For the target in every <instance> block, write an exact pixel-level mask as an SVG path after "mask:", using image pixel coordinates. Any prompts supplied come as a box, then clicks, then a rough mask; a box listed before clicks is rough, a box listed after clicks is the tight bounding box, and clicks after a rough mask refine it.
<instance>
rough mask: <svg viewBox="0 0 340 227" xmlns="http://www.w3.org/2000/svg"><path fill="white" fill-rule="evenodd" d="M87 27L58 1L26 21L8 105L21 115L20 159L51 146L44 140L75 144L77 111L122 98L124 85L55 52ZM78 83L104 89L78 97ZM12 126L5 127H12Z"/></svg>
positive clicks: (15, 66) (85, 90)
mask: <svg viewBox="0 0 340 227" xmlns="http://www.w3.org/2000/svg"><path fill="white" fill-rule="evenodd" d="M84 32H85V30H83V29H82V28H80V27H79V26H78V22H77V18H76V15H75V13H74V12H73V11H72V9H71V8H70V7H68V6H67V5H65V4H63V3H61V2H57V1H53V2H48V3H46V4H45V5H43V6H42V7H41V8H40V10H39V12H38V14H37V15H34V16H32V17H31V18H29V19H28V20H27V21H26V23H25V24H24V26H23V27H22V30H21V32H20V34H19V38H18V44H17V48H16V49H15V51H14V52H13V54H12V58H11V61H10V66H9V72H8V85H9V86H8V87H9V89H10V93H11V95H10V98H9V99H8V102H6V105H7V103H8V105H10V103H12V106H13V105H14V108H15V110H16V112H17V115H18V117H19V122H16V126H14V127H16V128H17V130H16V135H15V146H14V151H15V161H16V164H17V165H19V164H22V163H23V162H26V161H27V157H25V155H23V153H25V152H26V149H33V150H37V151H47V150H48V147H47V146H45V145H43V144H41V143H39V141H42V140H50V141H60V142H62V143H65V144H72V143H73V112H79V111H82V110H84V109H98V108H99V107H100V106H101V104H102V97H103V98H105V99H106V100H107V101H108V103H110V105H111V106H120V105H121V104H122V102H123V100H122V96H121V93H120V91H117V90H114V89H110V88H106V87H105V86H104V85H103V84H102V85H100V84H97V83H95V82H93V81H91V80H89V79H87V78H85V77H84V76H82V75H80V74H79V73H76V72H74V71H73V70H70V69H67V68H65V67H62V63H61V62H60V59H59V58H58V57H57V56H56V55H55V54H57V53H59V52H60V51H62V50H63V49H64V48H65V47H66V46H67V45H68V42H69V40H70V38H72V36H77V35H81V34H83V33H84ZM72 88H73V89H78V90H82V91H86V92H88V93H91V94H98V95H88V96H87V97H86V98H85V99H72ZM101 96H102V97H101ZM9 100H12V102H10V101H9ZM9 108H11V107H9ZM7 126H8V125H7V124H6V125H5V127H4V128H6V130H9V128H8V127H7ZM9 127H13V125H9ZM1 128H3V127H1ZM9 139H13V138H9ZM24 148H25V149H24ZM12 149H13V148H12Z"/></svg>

■ Work item ■
Output the lines above verbatim and in full.

■ Completed exercise ■
For the target in every <instance> block, write an exact pixel-level mask as an SVG path after "mask:", using image pixel coordinates. Any prompts supplied come as a box, then clicks, then a rough mask; a box listed before clicks is rough, a box listed after clicks is the tight bounding box, and clicks after a rough mask refine it.
<instance>
rough mask: <svg viewBox="0 0 340 227" xmlns="http://www.w3.org/2000/svg"><path fill="white" fill-rule="evenodd" d="M87 27L58 1L26 21L8 105L21 115L20 159L51 146L44 140L75 144L77 111L122 98L124 85L55 52ZM78 83L104 89L78 97ZM12 126L5 127H12Z"/></svg>
positive clicks: (15, 66) (85, 90)
mask: <svg viewBox="0 0 340 227" xmlns="http://www.w3.org/2000/svg"><path fill="white" fill-rule="evenodd" d="M84 32H85V30H83V29H82V28H80V27H79V26H78V22H77V18H76V15H75V13H74V12H73V11H72V9H71V8H70V7H68V6H67V5H65V4H63V3H61V2H57V1H53V2H48V3H46V4H45V5H43V6H42V7H41V8H40V10H39V12H38V14H37V15H34V16H32V17H31V18H29V19H28V20H27V21H26V23H25V24H24V26H23V27H22V30H21V32H20V34H19V38H18V44H17V48H16V49H15V51H14V52H13V54H12V58H11V61H10V66H9V72H8V85H9V86H8V87H9V89H10V93H11V95H10V98H9V99H8V102H6V105H7V103H8V105H10V103H12V106H13V105H14V108H15V110H16V112H17V115H18V117H19V122H16V126H14V127H16V128H17V130H16V135H15V146H14V151H15V161H16V164H17V165H19V164H22V163H23V162H26V161H27V157H25V155H23V153H25V152H26V149H33V150H37V151H47V150H48V147H47V146H45V145H43V144H41V143H39V141H42V140H50V141H60V142H62V143H65V144H72V143H73V112H79V111H82V110H84V109H98V108H99V107H100V106H101V104H102V97H103V98H105V99H106V100H107V101H108V103H110V105H111V106H120V105H121V104H122V102H123V100H122V96H121V93H120V91H117V90H114V89H110V88H106V87H105V86H104V85H103V84H102V85H100V84H97V83H95V82H93V81H91V80H89V79H87V78H85V77H84V76H82V75H80V74H79V73H76V72H74V71H73V70H70V69H67V68H65V67H62V63H61V62H60V59H59V58H58V57H57V56H56V55H55V54H57V53H59V52H60V51H62V50H63V49H64V48H65V47H66V46H67V45H68V42H69V40H70V38H72V36H77V35H81V34H83V33H84ZM72 88H73V89H78V90H82V91H86V92H88V93H91V94H98V95H88V96H87V97H86V98H85V99H72ZM101 96H102V97H101ZM9 100H12V102H10V101H9ZM9 108H11V107H9ZM7 126H8V125H7V124H6V125H5V127H4V128H6V130H9V128H8V127H7ZM9 127H13V125H9ZM1 128H3V127H1ZM9 139H13V138H9ZM24 148H25V149H24ZM12 149H13V148H12Z"/></svg>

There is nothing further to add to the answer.